> _TASK STATEMENT_
Update the lines from the line with "Isolate the orange goal post in this image." up to and including the line with "2;55;285;216" by replacing "Expected output" with "Required output", keeping everything else unchanged, and return only those lines.

——————

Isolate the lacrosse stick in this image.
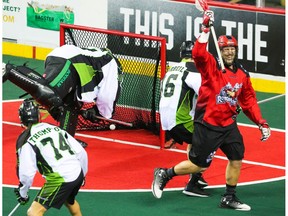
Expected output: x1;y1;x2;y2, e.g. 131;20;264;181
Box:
80;110;133;127
8;203;20;216
93;115;133;127
195;0;225;72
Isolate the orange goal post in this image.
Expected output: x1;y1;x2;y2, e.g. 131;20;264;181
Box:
60;24;166;149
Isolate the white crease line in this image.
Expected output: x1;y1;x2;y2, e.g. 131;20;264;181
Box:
3;121;286;170
2;176;286;193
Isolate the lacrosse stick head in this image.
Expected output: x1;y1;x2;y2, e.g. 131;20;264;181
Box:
195;0;209;12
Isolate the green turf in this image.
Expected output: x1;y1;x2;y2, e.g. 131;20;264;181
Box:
3;180;285;216
2;55;285;216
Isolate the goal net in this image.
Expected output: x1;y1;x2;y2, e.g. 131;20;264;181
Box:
60;24;166;148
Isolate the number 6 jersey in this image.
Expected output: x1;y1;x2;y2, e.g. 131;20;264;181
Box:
159;61;201;130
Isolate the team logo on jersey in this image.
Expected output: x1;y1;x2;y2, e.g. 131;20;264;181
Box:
216;82;242;106
206;151;216;163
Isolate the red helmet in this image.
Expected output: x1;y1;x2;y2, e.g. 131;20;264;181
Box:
218;35;238;49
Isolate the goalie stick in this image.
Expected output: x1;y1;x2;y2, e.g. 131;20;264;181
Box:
195;0;225;72
89;115;133;127
8;203;20;216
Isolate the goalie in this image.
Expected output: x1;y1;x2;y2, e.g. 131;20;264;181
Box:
2;45;122;147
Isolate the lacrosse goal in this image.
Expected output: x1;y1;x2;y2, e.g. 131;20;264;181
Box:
60;24;166;147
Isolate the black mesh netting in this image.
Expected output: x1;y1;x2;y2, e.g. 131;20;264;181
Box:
64;28;161;134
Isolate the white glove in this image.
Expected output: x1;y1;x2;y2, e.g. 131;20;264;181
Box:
2;62;7;83
202;10;214;27
259;123;271;141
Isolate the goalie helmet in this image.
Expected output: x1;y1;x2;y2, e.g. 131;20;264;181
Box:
180;41;194;59
218;35;238;49
18;99;40;126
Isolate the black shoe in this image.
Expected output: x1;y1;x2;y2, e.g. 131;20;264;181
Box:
76;139;88;148
183;183;210;197
198;176;208;187
220;194;251;211
151;168;171;199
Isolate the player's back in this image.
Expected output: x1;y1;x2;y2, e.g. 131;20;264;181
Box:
27;123;81;182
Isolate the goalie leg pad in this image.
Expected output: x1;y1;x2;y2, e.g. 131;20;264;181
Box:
6;64;62;108
59;106;79;136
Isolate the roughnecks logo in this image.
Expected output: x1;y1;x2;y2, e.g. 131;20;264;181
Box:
216;83;242;106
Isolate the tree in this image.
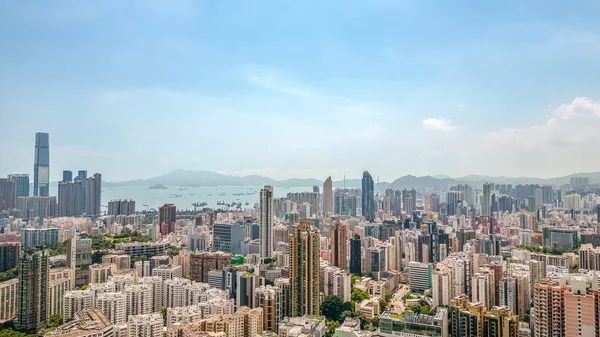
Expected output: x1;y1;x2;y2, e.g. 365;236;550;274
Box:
325;321;340;337
44;315;63;335
379;298;387;312
321;296;344;321
92;250;108;263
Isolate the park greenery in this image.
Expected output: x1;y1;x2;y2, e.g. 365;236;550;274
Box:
81;228;152;251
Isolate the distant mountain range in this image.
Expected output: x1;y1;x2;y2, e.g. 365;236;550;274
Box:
104;170;600;190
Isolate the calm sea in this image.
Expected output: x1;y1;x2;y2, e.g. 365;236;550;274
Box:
50;185;312;211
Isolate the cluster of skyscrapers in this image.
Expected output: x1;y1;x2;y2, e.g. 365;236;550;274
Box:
0;132;102;218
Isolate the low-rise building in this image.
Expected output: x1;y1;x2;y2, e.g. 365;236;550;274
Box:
279;316;325;337
355;296;381;320
45;308;114;337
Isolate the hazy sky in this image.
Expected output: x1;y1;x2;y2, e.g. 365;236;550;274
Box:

——————

> _CORRECT RESPONSE_
Isolate the orange goal post in this image.
Required output: x1;y1;x2;y2, e.g. 131;20;264;181
Box:
60;24;166;149
Isolate the white crease line in this image.
Required output: x1;y1;x2;y2, e.g. 131;20;264;181
Box:
3;121;286;170
2;176;286;193
Isolate the lacrosse stick head in this image.
Required output: x1;y1;x2;y2, e.g. 131;20;264;181
Box:
195;0;209;12
Isolate the green turf in this image.
Required output: x1;y1;x2;y2, e.g. 131;20;264;181
Box:
3;180;285;216
2;55;285;216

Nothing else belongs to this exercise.